- Exercise brief
Replace every "rough mask" with "coarse mask" in the items below, and leave everything else unchanged.

Content starts

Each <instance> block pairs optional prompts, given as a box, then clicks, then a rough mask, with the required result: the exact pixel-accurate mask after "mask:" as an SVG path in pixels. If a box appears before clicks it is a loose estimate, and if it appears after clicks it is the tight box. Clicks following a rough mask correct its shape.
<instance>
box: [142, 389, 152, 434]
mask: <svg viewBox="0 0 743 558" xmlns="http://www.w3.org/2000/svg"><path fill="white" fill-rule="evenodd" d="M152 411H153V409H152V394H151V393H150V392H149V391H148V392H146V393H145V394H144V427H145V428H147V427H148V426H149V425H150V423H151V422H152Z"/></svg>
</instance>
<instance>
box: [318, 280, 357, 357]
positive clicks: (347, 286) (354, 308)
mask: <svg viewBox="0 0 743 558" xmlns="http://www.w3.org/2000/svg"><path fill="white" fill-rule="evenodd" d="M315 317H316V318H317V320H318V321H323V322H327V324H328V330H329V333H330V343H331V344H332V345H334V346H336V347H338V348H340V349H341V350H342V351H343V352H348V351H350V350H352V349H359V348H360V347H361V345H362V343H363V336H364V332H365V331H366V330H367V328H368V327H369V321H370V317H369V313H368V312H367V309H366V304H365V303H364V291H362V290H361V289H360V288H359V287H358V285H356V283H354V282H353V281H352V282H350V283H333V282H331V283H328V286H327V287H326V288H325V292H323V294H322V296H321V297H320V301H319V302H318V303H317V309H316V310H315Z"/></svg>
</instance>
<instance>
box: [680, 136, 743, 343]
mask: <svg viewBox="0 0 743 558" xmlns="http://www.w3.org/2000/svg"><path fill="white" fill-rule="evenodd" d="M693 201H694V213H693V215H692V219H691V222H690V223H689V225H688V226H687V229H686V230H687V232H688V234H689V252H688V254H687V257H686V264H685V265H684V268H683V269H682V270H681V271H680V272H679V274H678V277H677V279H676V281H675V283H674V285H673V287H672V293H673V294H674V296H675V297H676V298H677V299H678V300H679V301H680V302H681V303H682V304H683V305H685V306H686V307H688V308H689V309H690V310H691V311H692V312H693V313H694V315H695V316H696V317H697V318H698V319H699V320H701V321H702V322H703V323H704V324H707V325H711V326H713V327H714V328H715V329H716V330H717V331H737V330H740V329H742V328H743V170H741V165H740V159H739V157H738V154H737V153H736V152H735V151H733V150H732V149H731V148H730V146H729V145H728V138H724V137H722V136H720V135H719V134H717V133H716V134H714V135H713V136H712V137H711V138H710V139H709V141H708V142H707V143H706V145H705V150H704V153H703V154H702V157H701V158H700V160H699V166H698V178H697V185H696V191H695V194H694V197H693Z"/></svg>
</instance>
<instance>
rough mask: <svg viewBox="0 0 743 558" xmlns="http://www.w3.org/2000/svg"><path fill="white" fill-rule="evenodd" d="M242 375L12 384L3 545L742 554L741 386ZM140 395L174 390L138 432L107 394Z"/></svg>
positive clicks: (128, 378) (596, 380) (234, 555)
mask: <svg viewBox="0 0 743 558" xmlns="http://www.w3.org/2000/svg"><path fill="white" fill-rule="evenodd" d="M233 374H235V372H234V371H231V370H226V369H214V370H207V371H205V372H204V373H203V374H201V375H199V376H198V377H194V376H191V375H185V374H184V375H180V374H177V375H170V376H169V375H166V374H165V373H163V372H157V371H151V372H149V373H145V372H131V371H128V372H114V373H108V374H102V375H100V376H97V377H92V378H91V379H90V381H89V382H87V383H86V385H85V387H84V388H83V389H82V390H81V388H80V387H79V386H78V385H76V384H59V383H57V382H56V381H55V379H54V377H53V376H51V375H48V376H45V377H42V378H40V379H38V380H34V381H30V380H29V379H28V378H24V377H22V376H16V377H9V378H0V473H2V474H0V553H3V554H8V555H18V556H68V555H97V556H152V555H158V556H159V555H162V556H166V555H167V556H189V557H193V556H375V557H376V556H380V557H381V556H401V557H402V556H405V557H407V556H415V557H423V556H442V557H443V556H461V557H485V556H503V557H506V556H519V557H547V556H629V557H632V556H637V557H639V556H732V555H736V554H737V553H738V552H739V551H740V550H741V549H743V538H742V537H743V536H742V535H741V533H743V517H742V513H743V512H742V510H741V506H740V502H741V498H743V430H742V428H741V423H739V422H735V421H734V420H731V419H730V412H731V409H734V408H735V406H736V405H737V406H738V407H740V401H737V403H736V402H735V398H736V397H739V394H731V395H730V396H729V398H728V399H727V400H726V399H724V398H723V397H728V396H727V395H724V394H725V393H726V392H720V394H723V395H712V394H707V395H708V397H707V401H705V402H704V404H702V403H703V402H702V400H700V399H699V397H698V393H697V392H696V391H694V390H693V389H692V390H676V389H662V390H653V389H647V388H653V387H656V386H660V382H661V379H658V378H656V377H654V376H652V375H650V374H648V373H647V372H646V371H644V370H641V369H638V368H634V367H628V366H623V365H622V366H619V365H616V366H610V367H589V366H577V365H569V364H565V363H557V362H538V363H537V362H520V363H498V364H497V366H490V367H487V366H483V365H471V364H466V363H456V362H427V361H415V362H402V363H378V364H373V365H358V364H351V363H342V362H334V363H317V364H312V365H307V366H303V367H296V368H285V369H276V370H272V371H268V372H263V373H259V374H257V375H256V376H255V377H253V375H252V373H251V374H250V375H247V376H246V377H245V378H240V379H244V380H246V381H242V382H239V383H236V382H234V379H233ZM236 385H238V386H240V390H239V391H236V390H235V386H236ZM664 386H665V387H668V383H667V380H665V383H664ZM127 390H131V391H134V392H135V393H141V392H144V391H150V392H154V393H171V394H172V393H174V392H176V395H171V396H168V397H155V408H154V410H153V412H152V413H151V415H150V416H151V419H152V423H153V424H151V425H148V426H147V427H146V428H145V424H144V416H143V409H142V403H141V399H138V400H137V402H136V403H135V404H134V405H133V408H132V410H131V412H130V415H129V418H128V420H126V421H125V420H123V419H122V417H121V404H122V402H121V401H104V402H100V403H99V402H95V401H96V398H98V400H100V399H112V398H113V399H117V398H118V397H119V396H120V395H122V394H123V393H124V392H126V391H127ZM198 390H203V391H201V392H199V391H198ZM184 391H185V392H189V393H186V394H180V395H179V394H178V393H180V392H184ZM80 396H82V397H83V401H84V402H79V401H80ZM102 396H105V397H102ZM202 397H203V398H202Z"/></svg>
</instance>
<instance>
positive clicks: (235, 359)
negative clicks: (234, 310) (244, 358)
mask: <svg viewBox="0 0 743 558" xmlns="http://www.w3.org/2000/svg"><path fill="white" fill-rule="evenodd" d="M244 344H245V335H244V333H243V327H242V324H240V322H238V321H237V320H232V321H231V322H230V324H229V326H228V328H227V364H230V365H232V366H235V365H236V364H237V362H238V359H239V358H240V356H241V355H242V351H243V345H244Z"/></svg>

Content ends

- Exercise answer
Each <instance> block pairs optional prompts, given as a box, then clicks, then a coarse mask, with the required result: the exact pixel-accurate mask after "mask:" as an SVG path in pixels. If a box appears before clicks it is a loose estimate, and if it appears after clicks it is the tight box. Clicks following a coarse mask correct its shape.
<instance>
box: [142, 389, 152, 434]
mask: <svg viewBox="0 0 743 558" xmlns="http://www.w3.org/2000/svg"><path fill="white" fill-rule="evenodd" d="M152 411H153V409H152V394H151V393H150V392H149V391H148V392H146V393H145V394H144V427H145V428H147V427H148V426H149V425H150V423H151V422H152Z"/></svg>
</instance>
<instance>
box: [318, 280, 357, 357]
positive clicks: (347, 286) (354, 308)
mask: <svg viewBox="0 0 743 558" xmlns="http://www.w3.org/2000/svg"><path fill="white" fill-rule="evenodd" d="M315 317H316V318H317V320H318V321H323V322H327V324H328V330H329V333H330V343H331V344H332V345H334V346H336V347H338V348H340V349H341V350H342V351H343V352H348V351H350V350H352V349H359V348H360V347H361V345H362V343H363V336H364V332H365V331H366V330H367V328H368V327H369V321H370V317H369V313H368V312H367V309H366V304H365V303H364V291H362V290H361V289H360V288H359V287H358V285H356V283H354V282H353V281H352V282H350V283H333V282H331V283H328V286H327V287H326V288H325V292H323V294H322V296H321V297H320V301H319V302H318V303H317V309H316V310H315Z"/></svg>
</instance>
<instance>
box: [680, 136, 743, 343]
mask: <svg viewBox="0 0 743 558" xmlns="http://www.w3.org/2000/svg"><path fill="white" fill-rule="evenodd" d="M693 201H694V213H693V215H692V219H691V222H690V223H689V225H688V226H687V229H686V230H687V232H688V234H689V252H688V254H687V257H686V264H685V265H684V268H683V269H682V270H681V271H680V272H679V274H678V277H677V279H676V281H675V283H674V285H673V287H672V293H673V294H674V296H675V297H676V298H677V299H678V300H679V301H680V302H681V303H682V304H683V305H685V306H686V307H688V308H689V309H690V310H691V311H692V312H693V313H694V315H695V316H696V317H697V318H698V319H699V320H701V321H702V322H703V323H704V324H707V325H711V326H713V327H714V328H715V329H716V330H717V331H737V330H740V329H742V328H743V170H741V165H740V159H739V157H738V154H737V153H736V152H735V151H733V150H732V149H731V148H730V146H729V145H728V138H724V137H722V136H720V135H719V134H717V133H716V134H714V135H713V136H712V137H711V138H710V139H709V141H708V142H707V143H706V145H705V150H704V153H703V154H702V157H701V158H700V160H699V166H698V178H697V185H696V191H695V194H694V197H693Z"/></svg>
</instance>
<instance>
coarse mask: <svg viewBox="0 0 743 558" xmlns="http://www.w3.org/2000/svg"><path fill="white" fill-rule="evenodd" d="M242 375L12 384L3 545L742 554L741 386ZM140 395L174 390L138 432L107 394Z"/></svg>
positive clicks: (128, 378) (596, 380) (234, 555)
mask: <svg viewBox="0 0 743 558" xmlns="http://www.w3.org/2000/svg"><path fill="white" fill-rule="evenodd" d="M233 374H235V372H234V371H231V370H226V369H214V370H207V371H205V372H204V373H203V374H201V375H199V376H198V377H194V376H191V375H185V374H184V375H180V374H177V375H170V376H169V375H166V374H165V373H163V372H157V371H151V372H149V373H145V372H131V371H128V372H114V373H108V374H102V375H100V376H97V377H92V378H91V379H90V381H89V382H87V383H86V385H85V387H84V388H83V389H82V390H81V388H80V387H79V386H78V385H76V384H59V383H57V382H56V381H55V379H54V377H53V376H51V375H48V376H45V377H42V378H40V379H38V380H34V381H30V380H29V379H28V378H24V377H22V376H16V377H9V378H0V473H2V474H0V553H3V554H8V555H18V556H68V555H97V556H152V555H158V556H159V555H162V556H166V555H167V556H189V557H193V556H375V557H376V556H380V557H381V556H401V557H402V556H405V557H407V556H415V557H423V556H442V557H443V556H461V557H485V556H503V557H506V556H519V557H547V556H629V557H632V556H637V557H639V556H732V555H736V554H737V553H738V552H739V551H740V550H741V549H743V538H742V537H743V536H742V535H741V533H743V517H742V513H743V512H742V510H741V506H740V502H741V498H743V430H742V428H741V423H739V422H735V421H734V420H731V419H730V412H731V409H734V408H735V406H736V405H737V406H738V407H740V401H737V403H736V402H735V398H736V397H739V394H731V395H730V396H729V398H728V399H727V400H726V399H724V398H723V397H728V396H727V395H724V394H725V393H726V392H720V394H723V395H712V394H707V395H708V397H707V401H705V402H704V404H702V403H703V402H702V400H700V399H699V397H698V393H697V392H696V391H694V390H693V389H692V390H676V389H662V390H653V389H647V388H653V387H656V386H660V382H661V379H658V378H656V377H654V376H652V375H650V374H648V373H647V372H646V371H644V370H641V369H638V368H634V367H628V366H623V365H622V366H619V365H616V366H610V367H589V366H577V365H569V364H565V363H557V362H538V363H537V362H520V363H498V364H497V366H490V367H487V366H483V365H471V364H466V363H456V362H427V361H415V362H402V363H378V364H373V365H358V364H351V363H342V362H334V363H317V364H312V365H307V366H303V367H296V368H285V369H276V370H272V371H268V372H263V373H259V374H257V375H256V376H255V377H253V375H252V373H251V374H250V375H247V376H246V377H245V378H240V379H244V380H246V381H242V382H239V383H236V382H234V379H233ZM236 385H238V386H240V390H239V391H236V390H235V386H236ZM664 386H665V387H668V383H667V380H665V383H664ZM127 390H131V391H134V392H135V393H141V392H144V391H150V392H154V393H171V394H172V393H174V392H176V395H171V396H168V397H155V408H154V410H153V412H152V413H151V415H150V416H151V419H152V423H153V424H151V425H148V426H147V427H146V428H145V424H144V416H143V409H142V403H141V399H138V400H137V402H136V403H135V404H134V405H133V408H132V410H131V412H130V415H129V418H128V420H126V421H125V420H123V419H122V417H121V404H122V402H121V401H104V402H100V403H99V402H95V401H96V398H98V400H100V399H112V398H113V399H117V398H118V397H119V396H120V395H122V394H123V393H124V392H126V391H127ZM198 390H203V391H201V392H199V391H198ZM184 391H185V392H189V393H186V394H180V395H179V394H178V393H180V392H184ZM80 396H82V397H83V401H84V402H79V401H80ZM102 396H105V397H102ZM202 397H203V398H202Z"/></svg>
</instance>
<instance>
positive clicks: (235, 359)
negative clicks: (234, 310) (244, 358)
mask: <svg viewBox="0 0 743 558" xmlns="http://www.w3.org/2000/svg"><path fill="white" fill-rule="evenodd" d="M244 344H245V335H244V333H243V327H242V324H240V322H238V321H237V320H232V321H231V322H230V324H229V326H228V328H227V364H230V365H232V366H235V365H236V364H237V362H238V359H239V358H240V356H241V355H242V351H243V345H244Z"/></svg>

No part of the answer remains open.